------ Supplied data

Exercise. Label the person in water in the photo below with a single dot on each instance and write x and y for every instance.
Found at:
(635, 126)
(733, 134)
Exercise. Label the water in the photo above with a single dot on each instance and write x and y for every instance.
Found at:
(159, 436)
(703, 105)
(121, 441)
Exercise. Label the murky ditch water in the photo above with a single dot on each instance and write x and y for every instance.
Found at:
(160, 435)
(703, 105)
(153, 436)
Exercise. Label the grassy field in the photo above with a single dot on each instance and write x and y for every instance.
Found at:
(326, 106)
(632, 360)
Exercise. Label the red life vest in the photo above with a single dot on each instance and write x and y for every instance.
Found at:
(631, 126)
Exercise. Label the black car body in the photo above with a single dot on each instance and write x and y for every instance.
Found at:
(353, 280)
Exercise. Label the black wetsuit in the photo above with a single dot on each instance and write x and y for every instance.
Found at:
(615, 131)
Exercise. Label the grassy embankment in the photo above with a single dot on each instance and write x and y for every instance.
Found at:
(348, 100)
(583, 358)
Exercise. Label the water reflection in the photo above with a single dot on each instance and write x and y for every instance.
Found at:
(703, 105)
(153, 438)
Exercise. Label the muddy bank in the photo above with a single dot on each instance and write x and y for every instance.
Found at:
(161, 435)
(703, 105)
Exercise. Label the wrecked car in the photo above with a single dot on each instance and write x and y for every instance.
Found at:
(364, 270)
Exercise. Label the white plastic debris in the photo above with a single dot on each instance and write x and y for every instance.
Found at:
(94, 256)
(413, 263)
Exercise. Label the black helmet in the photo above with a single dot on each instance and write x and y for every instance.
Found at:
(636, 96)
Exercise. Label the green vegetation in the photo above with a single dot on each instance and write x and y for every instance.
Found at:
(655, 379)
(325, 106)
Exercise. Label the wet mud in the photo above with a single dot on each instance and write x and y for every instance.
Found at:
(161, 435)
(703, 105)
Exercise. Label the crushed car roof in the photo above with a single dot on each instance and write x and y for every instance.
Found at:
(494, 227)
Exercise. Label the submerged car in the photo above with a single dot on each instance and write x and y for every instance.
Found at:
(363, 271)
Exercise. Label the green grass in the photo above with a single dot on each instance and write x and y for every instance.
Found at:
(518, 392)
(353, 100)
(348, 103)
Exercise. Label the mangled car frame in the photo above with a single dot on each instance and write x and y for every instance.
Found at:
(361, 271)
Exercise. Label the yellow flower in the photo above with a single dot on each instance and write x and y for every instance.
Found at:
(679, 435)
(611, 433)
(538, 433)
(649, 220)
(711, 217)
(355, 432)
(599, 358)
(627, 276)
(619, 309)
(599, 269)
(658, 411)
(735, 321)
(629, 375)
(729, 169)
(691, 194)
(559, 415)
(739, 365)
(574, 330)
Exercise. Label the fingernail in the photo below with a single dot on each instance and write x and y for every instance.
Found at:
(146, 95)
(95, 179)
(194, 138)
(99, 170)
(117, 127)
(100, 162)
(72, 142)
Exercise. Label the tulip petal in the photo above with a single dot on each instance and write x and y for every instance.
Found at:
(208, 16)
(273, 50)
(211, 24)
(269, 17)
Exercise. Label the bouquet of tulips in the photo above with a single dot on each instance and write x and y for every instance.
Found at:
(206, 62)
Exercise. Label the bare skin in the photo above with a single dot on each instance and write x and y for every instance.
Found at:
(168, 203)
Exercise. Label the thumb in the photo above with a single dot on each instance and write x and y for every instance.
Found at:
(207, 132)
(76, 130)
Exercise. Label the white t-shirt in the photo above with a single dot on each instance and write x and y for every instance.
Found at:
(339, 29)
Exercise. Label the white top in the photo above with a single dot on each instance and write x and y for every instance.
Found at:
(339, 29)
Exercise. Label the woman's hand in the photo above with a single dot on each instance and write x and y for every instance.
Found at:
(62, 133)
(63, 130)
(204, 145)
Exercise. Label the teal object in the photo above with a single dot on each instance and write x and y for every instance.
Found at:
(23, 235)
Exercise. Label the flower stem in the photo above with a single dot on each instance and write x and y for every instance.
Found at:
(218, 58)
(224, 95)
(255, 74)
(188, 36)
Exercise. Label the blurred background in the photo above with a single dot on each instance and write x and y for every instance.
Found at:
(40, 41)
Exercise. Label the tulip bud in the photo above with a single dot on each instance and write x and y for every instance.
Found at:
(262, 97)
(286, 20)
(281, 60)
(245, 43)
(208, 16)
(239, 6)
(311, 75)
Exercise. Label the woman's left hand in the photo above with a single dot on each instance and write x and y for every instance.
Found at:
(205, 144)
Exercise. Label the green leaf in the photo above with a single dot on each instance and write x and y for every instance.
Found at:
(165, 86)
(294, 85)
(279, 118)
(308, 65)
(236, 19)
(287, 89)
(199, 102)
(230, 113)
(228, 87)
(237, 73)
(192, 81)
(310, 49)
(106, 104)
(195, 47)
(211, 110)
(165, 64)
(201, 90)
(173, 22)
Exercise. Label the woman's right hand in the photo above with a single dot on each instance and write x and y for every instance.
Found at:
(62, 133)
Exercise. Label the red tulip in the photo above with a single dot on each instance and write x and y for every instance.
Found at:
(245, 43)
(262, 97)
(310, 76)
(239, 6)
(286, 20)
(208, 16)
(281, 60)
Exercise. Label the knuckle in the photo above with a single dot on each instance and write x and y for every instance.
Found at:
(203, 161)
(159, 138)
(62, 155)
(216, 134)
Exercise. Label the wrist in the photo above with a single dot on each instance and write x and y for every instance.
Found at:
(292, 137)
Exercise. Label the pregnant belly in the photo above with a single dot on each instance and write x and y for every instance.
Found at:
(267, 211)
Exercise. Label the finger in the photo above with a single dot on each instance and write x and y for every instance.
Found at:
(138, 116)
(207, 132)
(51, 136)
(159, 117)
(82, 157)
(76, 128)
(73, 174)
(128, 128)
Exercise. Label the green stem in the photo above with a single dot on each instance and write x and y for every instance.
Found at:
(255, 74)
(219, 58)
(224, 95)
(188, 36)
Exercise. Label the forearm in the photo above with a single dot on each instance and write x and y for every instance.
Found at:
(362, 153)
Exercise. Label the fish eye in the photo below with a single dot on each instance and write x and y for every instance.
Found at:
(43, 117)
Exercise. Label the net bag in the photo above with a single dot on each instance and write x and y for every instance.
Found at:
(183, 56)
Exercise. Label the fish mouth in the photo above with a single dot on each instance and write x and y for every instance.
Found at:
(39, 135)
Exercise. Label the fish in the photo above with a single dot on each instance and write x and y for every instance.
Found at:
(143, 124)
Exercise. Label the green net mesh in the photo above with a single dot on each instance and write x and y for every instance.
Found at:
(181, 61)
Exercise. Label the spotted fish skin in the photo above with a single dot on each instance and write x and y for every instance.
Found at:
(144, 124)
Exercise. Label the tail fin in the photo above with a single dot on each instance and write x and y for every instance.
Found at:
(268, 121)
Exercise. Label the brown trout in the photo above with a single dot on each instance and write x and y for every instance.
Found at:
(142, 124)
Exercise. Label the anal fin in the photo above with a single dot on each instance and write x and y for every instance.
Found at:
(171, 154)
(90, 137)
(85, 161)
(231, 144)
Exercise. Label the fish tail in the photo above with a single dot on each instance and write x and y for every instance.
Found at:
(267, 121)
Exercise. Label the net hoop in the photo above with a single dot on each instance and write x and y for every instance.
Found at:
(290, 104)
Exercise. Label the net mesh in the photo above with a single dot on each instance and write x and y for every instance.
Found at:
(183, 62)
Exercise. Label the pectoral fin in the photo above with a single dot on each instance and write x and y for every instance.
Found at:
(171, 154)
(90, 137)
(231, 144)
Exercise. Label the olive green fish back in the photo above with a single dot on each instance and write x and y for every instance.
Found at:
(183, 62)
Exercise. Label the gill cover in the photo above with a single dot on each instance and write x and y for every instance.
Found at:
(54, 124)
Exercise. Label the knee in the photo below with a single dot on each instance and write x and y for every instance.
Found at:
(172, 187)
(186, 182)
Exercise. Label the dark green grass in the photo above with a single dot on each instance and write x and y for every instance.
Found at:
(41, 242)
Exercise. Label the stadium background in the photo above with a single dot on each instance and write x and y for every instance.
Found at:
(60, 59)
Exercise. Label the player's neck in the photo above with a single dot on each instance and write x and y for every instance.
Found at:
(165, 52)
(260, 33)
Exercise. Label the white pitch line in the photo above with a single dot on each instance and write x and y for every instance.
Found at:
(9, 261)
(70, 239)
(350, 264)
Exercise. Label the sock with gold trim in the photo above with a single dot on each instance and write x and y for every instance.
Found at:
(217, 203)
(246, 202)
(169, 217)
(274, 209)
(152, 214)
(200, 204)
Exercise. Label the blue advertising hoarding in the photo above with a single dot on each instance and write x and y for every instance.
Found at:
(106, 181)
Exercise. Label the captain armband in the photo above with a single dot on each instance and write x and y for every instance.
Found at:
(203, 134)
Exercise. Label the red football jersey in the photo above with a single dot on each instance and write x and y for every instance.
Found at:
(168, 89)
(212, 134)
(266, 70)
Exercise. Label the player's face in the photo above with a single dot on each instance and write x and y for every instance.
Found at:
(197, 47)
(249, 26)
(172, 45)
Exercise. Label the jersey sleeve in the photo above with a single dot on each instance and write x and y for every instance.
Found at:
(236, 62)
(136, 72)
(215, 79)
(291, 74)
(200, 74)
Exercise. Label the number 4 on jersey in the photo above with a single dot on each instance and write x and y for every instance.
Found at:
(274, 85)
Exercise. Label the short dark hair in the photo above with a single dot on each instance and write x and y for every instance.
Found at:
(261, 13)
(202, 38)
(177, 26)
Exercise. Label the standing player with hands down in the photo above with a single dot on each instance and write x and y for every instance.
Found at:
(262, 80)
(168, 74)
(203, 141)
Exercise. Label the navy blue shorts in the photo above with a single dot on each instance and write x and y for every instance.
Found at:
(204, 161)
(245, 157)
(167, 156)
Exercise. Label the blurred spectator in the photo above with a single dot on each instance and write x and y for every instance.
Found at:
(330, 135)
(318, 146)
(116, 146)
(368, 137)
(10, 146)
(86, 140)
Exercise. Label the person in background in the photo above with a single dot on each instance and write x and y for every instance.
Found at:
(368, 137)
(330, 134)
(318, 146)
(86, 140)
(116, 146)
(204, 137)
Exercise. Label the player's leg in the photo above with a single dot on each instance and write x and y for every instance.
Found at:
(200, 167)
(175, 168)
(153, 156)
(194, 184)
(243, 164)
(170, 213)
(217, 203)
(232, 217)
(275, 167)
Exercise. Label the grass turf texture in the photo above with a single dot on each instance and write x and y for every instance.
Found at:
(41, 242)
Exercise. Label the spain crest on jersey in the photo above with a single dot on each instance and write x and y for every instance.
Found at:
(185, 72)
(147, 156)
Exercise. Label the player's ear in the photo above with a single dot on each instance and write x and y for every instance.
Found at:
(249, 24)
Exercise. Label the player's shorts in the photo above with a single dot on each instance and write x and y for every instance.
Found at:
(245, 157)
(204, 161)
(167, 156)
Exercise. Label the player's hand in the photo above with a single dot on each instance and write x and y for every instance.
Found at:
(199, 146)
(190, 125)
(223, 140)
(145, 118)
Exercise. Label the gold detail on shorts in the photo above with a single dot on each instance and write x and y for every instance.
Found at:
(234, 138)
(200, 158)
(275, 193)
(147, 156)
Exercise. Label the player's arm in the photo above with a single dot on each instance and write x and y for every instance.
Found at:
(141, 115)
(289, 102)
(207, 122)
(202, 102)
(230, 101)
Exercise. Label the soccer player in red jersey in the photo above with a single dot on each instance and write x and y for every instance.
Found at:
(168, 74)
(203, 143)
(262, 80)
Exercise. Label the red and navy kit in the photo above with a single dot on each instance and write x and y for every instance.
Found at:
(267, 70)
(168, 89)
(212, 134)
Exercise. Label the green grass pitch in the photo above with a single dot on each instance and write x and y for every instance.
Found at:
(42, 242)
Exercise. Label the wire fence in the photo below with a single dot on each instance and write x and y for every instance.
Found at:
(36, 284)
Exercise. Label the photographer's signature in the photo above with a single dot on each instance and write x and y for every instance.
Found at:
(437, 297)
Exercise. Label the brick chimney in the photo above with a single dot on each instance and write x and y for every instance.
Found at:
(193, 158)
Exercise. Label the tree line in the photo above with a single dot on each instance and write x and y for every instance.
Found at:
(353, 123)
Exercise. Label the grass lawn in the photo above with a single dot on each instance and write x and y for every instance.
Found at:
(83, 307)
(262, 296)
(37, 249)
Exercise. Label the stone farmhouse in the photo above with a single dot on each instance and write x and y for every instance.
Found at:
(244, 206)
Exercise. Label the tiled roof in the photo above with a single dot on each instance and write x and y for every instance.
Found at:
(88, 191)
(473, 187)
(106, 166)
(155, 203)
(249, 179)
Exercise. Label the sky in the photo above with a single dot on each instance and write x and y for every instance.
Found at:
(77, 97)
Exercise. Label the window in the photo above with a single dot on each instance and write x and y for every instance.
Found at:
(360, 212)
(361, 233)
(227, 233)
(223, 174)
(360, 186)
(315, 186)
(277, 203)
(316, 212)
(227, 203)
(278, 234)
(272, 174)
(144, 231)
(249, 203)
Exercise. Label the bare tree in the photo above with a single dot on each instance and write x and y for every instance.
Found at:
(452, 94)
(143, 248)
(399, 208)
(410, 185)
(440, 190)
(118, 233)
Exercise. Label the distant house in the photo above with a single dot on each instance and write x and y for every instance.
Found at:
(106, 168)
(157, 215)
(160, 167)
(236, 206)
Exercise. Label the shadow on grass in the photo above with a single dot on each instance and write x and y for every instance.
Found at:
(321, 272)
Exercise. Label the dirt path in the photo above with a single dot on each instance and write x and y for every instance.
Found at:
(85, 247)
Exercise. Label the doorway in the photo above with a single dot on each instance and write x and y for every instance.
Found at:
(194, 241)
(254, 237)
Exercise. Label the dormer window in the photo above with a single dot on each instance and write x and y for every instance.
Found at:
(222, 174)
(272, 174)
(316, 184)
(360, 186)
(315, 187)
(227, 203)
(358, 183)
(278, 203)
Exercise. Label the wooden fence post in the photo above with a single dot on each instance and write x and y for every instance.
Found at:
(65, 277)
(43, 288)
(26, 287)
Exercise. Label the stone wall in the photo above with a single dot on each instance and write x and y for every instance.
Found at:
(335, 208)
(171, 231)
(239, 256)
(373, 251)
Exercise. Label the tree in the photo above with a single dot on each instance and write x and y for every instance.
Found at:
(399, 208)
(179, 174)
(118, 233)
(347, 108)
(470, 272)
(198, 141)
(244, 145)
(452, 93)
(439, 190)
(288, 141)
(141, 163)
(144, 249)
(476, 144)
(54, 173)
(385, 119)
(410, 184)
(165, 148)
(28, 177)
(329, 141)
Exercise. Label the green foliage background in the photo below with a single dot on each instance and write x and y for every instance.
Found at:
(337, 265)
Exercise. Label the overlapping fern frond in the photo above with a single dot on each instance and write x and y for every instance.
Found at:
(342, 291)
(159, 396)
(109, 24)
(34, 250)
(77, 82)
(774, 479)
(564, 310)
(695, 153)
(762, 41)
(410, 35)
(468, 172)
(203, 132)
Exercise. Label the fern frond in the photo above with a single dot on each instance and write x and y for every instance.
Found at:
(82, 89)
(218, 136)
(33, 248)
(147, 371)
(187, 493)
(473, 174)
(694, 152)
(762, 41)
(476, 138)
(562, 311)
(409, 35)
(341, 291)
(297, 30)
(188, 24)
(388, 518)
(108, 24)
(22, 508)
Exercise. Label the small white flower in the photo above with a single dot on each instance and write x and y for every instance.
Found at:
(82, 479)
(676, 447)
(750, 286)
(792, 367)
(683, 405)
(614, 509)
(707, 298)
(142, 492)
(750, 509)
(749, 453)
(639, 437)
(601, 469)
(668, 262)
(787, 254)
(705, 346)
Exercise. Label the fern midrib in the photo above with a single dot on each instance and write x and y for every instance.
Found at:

------------

§ **Directions for this task**: All lines of the data that hold "dark" need to be copied.

§ **Response area**:
Exercise. Label the dark green grass in the photo above with a single dot on each instance and write x and y for every instance.
Exercise. Label the short dark hair in the photo above with a single dot on each instance and write x and y for every instance.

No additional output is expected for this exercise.